UTSC celebrates 50 Years
The 1960s are remembered as an era that rocked the establishment, ushering in enduring cultural change.
In 1964 Ontario’s population was booming. Canada’s new immigration regulations revolutionized policy, opening an increasingly wider door. Suburbs rapidly grew to the north and east of downtown Toronto. The Beatles became internationally famous. Marshall McLuhan published his insightful analysis of television’s impact on society, Understanding Media: the extension of man. Defending champions, the Toronto Maple Leafs, won the Stanley Cup at Maple Leaf Gardens.
Against this backdrop, the University of Toronto established a campus in the eastern GTA – its first of two new campuses – with 16 faculty members in three divisions: social sciences, humanities and science. The next year 191 full-time students began their training as future leaders and members of the first class of Scarborough College.
Today the campus is known as University of Toronto Scarborough.
Interim Principal Bruce Kidd says the original campus was both an ambitious social exercise and an architectural one. “UTSC has always pioneered new paths for the well-established U of T, Canada’s leading research university,” he notes. “From the beginning, the campus aimed to offer students higher education that is innovative, inclusive and equal to the excellence that is the University’s hallmark.”
John Andrews designed Scarborough College’s buildings to forge interaction among disciplines, teachers and students. The internationally-renowned science and humanities wings also included a 6,000 square-foot (560-metre) television studio to develop and transmit closed-circuit lectures, a unique experiment in pedagogy.
Today’s UTSC offers a comprehensive range of opportunities for 12,000 undergraduate and graduate students from 80 countries. It boasts 350 faculty, a full array of student services, highly-regarded research centres and 43,000 alumni who have found their place in the worlds of politics, sports, education, entertainment and industry. The campus’s expansive footprint is larger than that of the University’s downtown campus, occupying 300 acres stretching from the Highland Creek Ravine to the new Toronto Pan Am Sports Centre, home to UTSC’s department of athletics and recreation.

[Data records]
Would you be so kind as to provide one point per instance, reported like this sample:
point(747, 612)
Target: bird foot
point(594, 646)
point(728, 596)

### [Tasks to perform]
A. List every field that the UTSC anniversary article names as a place where alumni have found their place.
B. Extend the UTSC anniversary article beyond its last sentence.

### [Answers in order]
A. Politics, sports, education, entertainment and industry.

B.
UTSC’s academic program offers 180 undergraduate and graduate programs, from international business to global Asia studies to clinical psychology, including 53 co-operative education programs. More than 200 student clubs and associations guarantee an engaged student experience.
Celebrating its 50th anniversary, this is an exciting time to be on campus as UTSC looks to its past even as it ponders its future. Events have reached out to alumni, the local community, and across the University. A celebration of the campus’s official establishment by U of T’s Governing Council happens on October 6th and the program of festivities, symposia, lectures and events continues into the new year, when UTSC hosts nine events for the, welcoming hundreds of thousands of visitors, the technologically-advanced environmental science and chemistry building opens its doors and the university introduces UTSC’s next principal.
While much has changed, Kidd says the campus remains true to its roots, still pushing the boundaries of traditional structures, and offering a program that is challenging, current and both locally and globally relevant.
“We’re actively engaged with our communities, so the UTSC experience doesn’t stop at our campus borders – it’s a key part of the student experience. Being located in an area with the highest density of diversity in the country adds a level of energy, creativity, culture and engagement that is uniquely UTSC.”